RECORDS TO USE =
· · · ·

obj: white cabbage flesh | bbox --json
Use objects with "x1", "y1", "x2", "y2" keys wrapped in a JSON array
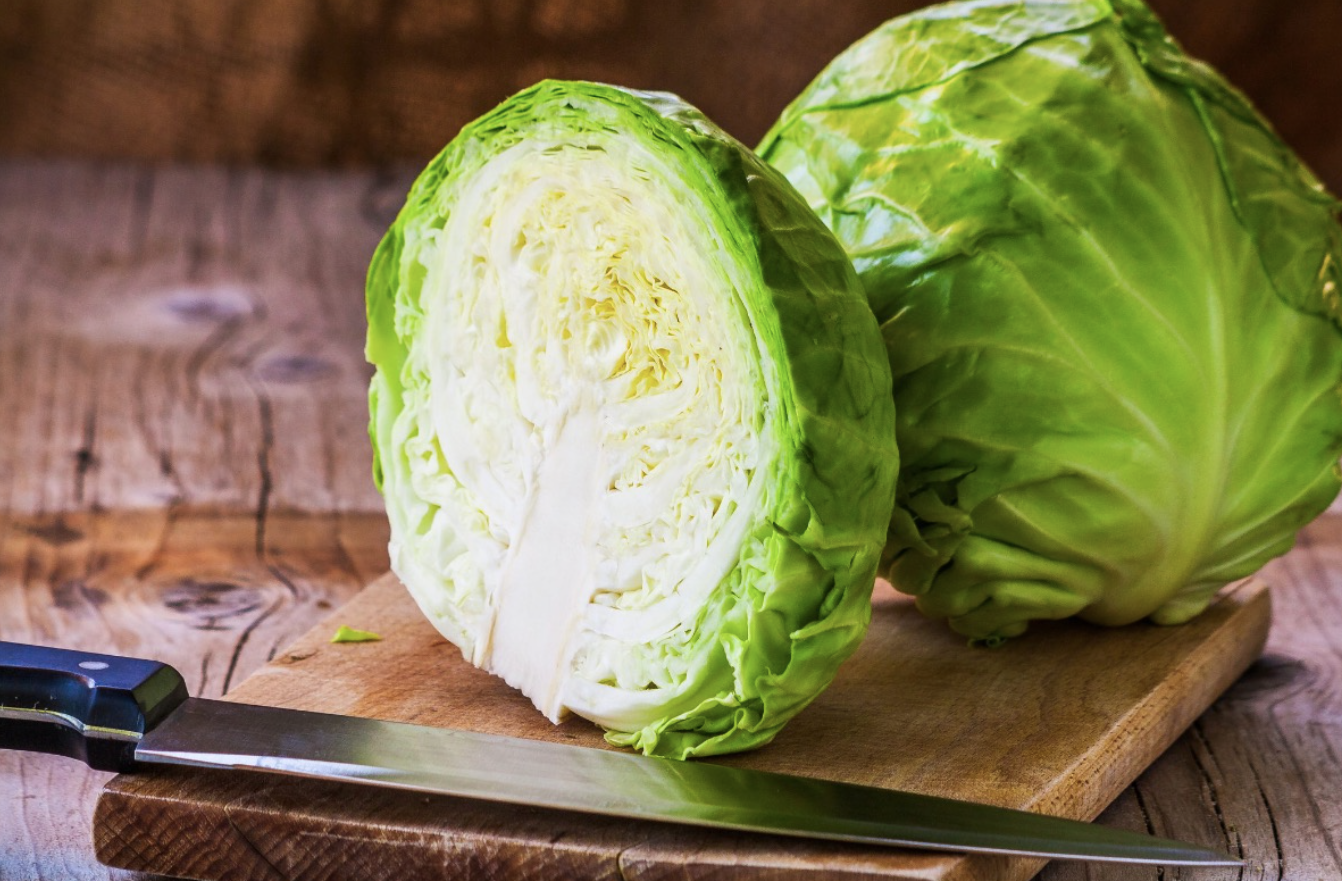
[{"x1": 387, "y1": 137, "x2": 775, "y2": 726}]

· · · ·

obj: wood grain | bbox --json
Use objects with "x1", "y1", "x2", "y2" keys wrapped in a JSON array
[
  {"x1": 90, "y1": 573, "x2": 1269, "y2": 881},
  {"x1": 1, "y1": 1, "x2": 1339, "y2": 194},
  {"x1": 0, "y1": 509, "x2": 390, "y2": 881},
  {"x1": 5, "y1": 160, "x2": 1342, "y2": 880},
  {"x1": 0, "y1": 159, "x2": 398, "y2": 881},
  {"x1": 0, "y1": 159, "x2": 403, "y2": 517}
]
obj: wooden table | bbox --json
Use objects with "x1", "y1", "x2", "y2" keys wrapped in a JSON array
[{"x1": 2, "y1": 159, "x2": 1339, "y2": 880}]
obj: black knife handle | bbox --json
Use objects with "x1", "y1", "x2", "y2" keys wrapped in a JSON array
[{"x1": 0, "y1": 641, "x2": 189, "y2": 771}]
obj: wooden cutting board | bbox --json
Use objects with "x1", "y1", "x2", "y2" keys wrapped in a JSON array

· · · ·

EXERCISE DETAILS = Take each line above that holds the string "wooden" and copy it.

SOLUTION TO THE PROBLEM =
obj: wooden table | bbox --json
obj: wooden cutting board | bbox --json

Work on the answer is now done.